Autonomous automated systems — machines capable of acting on their own for extended periods of time in complex environments — have been a major trope of science fiction for as long as the genre has existed. Over the last ten years or so, autonomous systems research has advanced dramatically, and it is generally recognized that autonomous automated systems will be common in warfare and everyday life (at least in wealthy countries) within the next ten years or so.

In light of these developments, “robot ethics” has developed as a serious scholarly (and popular) topic. Dipping into this literature, I get the impression that much of robot ethics takes what I’m going to call a principle-based approach to ethics. On such an approach, ethical judgment is a matter of, first, identifying the correct set of ethical principles, and second, correctly applying those principles in a given situation. (I have some thoughts on why robot ethics has taken the principle-based approach, but I’ll leave them out here. I’d be happy to elaborate in the comments.)

In this post, I’m going to argue that a principle-based approach tends to overlook two important features of ethical judgments in complex situations. In addition, I think that these two features correspond to certain worries that many members of the public have about automated ethical decisionmaking — that is, about turning over responsibility for ethical decisions to autonomous automated systems. So, insofar as robot ethics want to (try to) assuage public concerns about autonomous automated systems, they should at least broaden their range of ethical approaches.

Before going further, I should make it clear that I’m not actually very familiar with the current state of robot ethics. I’ve glanced at a few things, and read some things shared (and in a couple of cases, written) by my advisor, Don Howard, over social media, and I’ve had a few discussions with my friend and co-author Charles Pence. But I am, professionally speaking, a philosopher with expertise in ethics, and I generally work within an approach to ethics that is sharply critical of the limitations of a principle-based approach. So hopefully my arguments here will be valuable to robot ethicists even if they are built on a hasty generalization.

My argument is going to contrast principle-based approaches to ethics with an alternative approach called virtue ethics. Within philosophical work on ethics, principle-based approaches — especially Kantian deontology, utilitarianism, and appeals to human rights — have been dominant for the last several centuries. Virtue ethics has been recognized as a distinct approach for about 40 or 50 years, but virtue ethicists trace their approach back to such ancient philosophers as Aristotle and Confucius, as well as traditional ethe (ethos, plural) of agrarian and nomadic hunting societies in Africa and the Americas.

# [Set problem 1]
Answer these from the robot ethics post:
(a) On a principle-based approach, what two steps make up ethical judgment?
(b) Which three principle-based approaches does the post name as dominant in philosophical ethics?
(c) For roughly how long has virtue ethics been recognized as a distinct approach?
# [Set problem 2]
Repeat the part of the robot ethics post starting with "Before going further, I" and going on through "a hasty generalization.".
The data that comes next is unrelated to the robot ethics post.

# [Dataset section]

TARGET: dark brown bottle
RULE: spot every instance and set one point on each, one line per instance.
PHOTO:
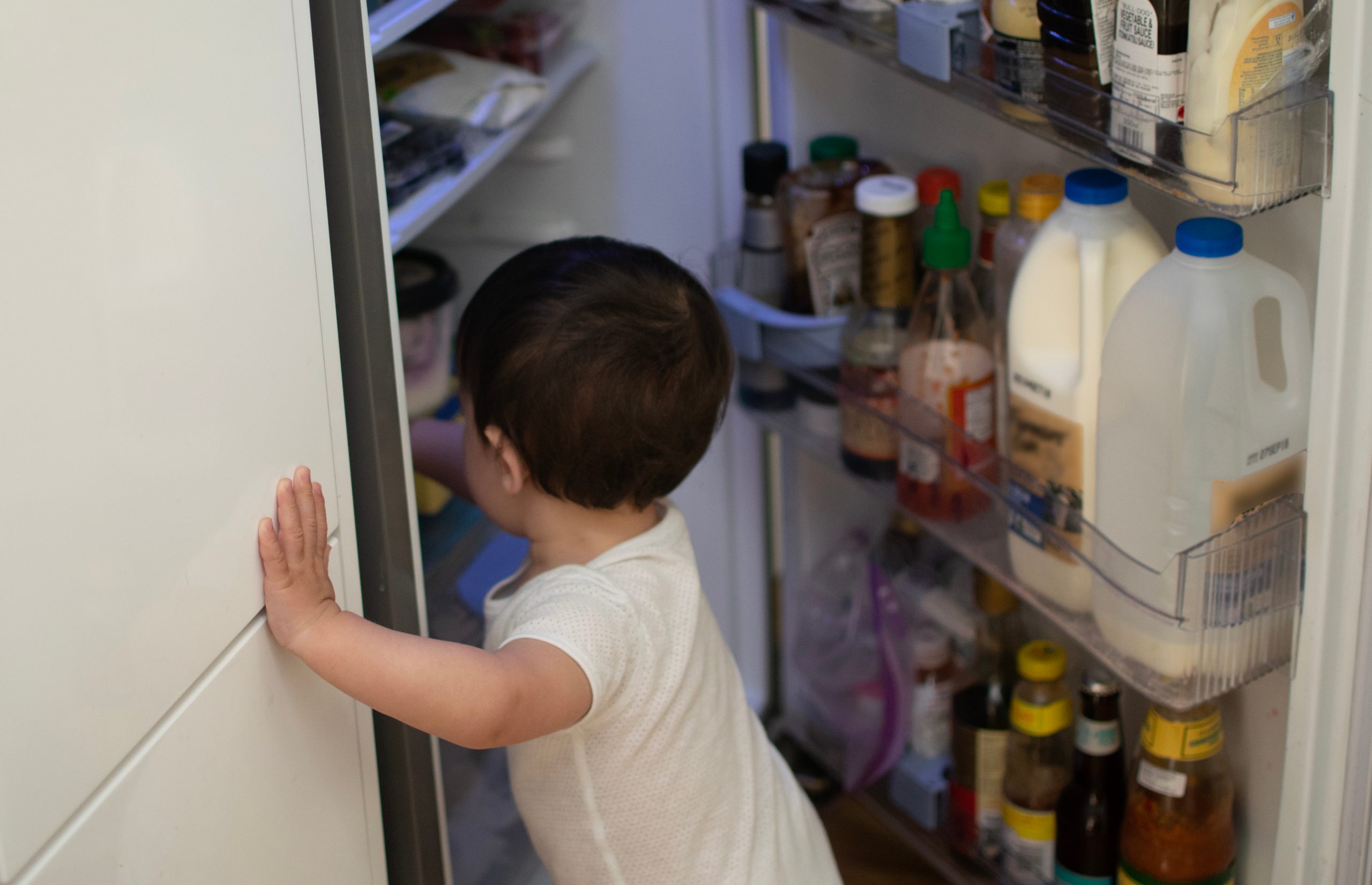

# [Correct output 1]
(a) First, identifying the correct set of ethical principles, and second, correctly applying those principles in a given situation.
(b) Kantian deontology, utilitarianism, and appeals to human rights.
(c) About 40 or 50 years.

# [Correct output 2]
Before going further, I should make it clear that I’m not actually very familiar with the current state of robot ethics. I’ve glanced at a few things, and read some things shared (and in a couple of cases, written) by my advisor, Don Howard, over social media, and I’ve had a few discussions with my friend and co-author Charles Pence. But I am, professionally speaking, a philosopher with expertise in ethics, and I generally work within an approach to ethics that is sharply critical of the limitations of a principle-based approach. So hopefully my arguments here will be valuable to robot ethicists even if they are built on a hasty generalization.